=== Exercise brief ===
Below, take the rows starting at the line that contains "the green button-up" and ending at the line that contains "pixel 160 231", both ends included. Turn only those lines into a Markdown table with the columns Num and Line, giving each line its number and leaving out blank lines.
★ ★ ★ ★ ★ ★ ★
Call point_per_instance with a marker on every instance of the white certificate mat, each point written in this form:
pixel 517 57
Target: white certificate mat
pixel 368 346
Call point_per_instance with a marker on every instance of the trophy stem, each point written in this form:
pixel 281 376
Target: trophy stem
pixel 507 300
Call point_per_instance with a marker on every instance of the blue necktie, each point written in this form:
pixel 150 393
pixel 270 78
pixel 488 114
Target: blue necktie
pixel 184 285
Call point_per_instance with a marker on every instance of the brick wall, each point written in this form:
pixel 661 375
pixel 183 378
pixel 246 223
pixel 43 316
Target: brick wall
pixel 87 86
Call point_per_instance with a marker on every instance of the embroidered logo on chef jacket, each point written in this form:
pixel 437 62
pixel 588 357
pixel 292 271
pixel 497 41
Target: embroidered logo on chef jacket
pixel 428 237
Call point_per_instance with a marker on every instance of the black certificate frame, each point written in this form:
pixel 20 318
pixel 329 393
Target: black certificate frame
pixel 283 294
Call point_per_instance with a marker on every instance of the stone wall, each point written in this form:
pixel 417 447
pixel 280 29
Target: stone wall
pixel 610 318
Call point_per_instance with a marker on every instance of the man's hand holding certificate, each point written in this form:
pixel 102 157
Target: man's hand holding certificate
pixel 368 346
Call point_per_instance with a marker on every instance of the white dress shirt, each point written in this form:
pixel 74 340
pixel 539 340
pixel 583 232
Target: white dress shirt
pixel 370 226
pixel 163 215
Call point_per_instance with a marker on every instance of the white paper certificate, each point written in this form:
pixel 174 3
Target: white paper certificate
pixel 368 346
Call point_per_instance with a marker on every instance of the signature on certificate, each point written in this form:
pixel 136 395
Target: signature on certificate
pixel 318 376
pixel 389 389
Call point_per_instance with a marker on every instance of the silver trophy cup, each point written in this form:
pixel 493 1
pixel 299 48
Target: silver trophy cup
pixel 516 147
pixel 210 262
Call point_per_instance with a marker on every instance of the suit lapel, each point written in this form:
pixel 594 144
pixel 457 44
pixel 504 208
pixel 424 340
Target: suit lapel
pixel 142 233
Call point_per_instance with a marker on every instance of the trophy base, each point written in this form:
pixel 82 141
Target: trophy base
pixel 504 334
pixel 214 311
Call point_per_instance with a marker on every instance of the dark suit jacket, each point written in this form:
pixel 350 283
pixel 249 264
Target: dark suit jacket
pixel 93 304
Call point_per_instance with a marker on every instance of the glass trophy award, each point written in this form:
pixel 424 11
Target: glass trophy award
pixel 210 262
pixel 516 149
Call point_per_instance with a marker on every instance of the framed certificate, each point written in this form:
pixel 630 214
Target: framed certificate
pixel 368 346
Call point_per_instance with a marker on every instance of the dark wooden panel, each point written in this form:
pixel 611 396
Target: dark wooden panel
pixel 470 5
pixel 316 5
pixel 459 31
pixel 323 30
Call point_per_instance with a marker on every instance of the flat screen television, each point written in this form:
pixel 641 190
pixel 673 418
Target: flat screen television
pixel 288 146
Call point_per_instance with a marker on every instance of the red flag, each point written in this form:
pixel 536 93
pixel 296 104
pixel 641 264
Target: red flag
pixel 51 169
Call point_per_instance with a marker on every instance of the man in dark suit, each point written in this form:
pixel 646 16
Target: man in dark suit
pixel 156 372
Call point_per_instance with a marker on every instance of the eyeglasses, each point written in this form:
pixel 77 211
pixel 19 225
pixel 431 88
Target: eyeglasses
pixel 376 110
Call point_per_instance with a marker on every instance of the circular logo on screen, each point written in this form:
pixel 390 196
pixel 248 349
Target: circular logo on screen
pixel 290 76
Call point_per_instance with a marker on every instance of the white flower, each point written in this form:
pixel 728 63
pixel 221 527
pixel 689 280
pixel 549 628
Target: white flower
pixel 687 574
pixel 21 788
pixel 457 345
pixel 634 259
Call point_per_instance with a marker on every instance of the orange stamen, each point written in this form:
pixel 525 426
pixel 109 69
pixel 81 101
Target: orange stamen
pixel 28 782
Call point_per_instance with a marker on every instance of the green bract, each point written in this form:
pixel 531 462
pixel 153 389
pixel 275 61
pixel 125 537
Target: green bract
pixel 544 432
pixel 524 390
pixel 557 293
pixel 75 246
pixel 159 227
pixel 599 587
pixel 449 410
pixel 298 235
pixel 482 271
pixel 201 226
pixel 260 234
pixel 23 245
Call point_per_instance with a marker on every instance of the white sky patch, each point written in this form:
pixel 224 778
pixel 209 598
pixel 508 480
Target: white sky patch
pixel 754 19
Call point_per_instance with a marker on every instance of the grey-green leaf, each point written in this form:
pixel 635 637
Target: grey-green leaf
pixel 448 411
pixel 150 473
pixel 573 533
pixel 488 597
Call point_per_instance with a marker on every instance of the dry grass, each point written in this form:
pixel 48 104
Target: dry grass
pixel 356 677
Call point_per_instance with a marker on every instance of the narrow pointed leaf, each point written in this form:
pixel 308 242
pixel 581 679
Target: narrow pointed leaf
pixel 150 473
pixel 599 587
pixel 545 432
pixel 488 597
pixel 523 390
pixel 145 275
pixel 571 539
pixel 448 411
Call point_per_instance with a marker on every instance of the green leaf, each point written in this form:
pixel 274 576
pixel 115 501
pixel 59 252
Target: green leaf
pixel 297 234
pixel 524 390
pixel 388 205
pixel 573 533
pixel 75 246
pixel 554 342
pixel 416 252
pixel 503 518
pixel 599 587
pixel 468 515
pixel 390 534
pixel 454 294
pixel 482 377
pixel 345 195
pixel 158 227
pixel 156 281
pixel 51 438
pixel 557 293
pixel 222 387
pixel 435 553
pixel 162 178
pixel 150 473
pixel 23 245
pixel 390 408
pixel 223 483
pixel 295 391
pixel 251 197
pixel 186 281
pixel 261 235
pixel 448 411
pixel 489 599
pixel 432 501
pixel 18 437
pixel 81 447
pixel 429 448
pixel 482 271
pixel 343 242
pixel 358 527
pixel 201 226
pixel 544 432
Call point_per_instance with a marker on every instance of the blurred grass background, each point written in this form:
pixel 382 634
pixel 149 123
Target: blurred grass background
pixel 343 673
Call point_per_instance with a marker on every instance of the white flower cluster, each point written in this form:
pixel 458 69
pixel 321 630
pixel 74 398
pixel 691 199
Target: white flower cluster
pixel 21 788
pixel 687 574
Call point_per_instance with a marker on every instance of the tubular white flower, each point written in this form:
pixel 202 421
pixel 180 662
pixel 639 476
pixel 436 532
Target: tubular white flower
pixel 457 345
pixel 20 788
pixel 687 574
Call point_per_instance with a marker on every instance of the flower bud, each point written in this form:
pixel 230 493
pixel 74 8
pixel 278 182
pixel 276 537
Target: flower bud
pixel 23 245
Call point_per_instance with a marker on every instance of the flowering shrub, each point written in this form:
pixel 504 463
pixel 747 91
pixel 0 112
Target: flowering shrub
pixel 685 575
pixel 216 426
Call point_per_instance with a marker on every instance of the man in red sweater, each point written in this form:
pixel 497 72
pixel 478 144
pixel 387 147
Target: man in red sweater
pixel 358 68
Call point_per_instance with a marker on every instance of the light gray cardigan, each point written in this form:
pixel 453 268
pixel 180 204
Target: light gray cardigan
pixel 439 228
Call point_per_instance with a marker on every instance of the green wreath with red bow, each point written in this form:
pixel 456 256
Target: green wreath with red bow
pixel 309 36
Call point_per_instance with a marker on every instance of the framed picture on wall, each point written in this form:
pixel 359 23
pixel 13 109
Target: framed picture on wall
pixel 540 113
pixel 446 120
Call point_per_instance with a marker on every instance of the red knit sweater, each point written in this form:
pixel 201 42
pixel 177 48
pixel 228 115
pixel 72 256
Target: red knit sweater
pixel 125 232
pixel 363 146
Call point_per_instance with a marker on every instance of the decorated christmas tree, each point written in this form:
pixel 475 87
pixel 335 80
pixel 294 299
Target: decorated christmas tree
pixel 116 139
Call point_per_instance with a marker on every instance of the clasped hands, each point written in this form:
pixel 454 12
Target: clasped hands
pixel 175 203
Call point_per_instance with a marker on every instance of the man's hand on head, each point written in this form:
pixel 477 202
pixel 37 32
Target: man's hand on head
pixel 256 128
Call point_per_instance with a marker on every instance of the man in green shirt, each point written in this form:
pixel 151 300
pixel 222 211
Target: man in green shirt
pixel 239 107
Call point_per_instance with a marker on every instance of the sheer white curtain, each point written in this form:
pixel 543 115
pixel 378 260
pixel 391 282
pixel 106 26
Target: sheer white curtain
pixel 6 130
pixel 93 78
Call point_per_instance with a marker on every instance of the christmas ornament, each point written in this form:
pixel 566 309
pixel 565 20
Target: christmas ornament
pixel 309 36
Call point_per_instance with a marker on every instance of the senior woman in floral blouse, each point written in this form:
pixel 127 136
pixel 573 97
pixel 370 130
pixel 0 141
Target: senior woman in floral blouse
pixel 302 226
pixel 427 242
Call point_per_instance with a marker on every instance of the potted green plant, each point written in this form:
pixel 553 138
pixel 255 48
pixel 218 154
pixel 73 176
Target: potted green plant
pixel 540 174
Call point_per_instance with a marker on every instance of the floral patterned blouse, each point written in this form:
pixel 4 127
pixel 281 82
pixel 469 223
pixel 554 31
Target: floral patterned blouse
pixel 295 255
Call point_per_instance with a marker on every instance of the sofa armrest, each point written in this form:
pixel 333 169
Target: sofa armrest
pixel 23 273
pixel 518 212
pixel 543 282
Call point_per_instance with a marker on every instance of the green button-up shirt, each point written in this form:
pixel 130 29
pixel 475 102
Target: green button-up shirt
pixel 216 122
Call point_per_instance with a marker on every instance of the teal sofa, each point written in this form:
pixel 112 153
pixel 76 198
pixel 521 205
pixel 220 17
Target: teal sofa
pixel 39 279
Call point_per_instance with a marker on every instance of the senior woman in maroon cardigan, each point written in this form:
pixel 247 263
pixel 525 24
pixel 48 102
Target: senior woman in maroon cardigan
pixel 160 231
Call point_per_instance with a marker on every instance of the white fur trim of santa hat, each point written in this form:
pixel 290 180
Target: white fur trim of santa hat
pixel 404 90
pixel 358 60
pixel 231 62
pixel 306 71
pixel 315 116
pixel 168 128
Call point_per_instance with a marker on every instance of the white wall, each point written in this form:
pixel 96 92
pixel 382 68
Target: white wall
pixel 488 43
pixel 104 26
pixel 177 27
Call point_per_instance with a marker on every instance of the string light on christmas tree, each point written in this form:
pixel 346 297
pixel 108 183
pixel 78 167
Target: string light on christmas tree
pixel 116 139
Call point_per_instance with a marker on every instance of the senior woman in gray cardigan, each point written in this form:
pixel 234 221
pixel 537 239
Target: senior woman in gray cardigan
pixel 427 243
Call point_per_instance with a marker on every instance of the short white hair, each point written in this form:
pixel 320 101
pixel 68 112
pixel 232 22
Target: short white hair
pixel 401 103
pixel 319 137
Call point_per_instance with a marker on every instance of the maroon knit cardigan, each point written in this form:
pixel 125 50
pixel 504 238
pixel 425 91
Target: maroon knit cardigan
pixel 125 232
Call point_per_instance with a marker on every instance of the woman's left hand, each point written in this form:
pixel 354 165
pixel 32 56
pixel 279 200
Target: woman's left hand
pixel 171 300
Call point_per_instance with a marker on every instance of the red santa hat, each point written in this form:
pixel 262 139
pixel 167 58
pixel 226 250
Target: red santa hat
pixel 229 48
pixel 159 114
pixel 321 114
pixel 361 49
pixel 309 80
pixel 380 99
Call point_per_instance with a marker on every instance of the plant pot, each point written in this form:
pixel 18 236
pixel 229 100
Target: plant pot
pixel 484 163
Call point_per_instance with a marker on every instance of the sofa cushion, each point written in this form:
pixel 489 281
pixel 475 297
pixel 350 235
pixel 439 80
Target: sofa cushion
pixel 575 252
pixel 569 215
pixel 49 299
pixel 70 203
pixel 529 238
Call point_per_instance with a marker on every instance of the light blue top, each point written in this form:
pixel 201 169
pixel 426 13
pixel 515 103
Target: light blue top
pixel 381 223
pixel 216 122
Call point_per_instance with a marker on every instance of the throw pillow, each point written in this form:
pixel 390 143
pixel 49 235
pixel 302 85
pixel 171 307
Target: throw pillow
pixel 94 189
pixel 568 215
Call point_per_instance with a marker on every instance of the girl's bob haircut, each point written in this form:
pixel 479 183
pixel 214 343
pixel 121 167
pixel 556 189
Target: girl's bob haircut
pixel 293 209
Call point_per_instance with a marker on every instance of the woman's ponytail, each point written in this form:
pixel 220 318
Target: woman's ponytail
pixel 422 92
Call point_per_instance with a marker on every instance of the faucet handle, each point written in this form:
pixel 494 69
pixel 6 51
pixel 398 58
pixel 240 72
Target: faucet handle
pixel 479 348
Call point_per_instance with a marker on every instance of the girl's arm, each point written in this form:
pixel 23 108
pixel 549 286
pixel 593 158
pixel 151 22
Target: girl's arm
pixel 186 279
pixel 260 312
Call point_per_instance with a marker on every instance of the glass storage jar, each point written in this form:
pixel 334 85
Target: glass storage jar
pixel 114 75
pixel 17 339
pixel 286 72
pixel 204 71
★ ★ ★ ★ ★ ★ ★
=== Solution ===
| Num | Line |
|---|---|
| 1 | Call point_per_instance with a marker on every instance of the green button-up shirt, each point written in this form: |
| 2 | pixel 130 29 |
| 3 | pixel 475 102 |
| 4 | Target: green button-up shirt |
| 5 | pixel 216 122 |
| 6 | Call point_per_instance with a marker on every instance of the teal sofa, each point written in this form: |
| 7 | pixel 112 153 |
| 8 | pixel 76 198 |
| 9 | pixel 521 205 |
| 10 | pixel 220 17 |
| 11 | Target: teal sofa |
| 12 | pixel 39 279 |
| 13 | Call point_per_instance with a marker on every instance of the senior woman in maroon cardigan, each point written in this form: |
| 14 | pixel 247 263 |
| 15 | pixel 525 24 |
| 16 | pixel 48 102 |
| 17 | Target: senior woman in maroon cardigan |
| 18 | pixel 160 231 |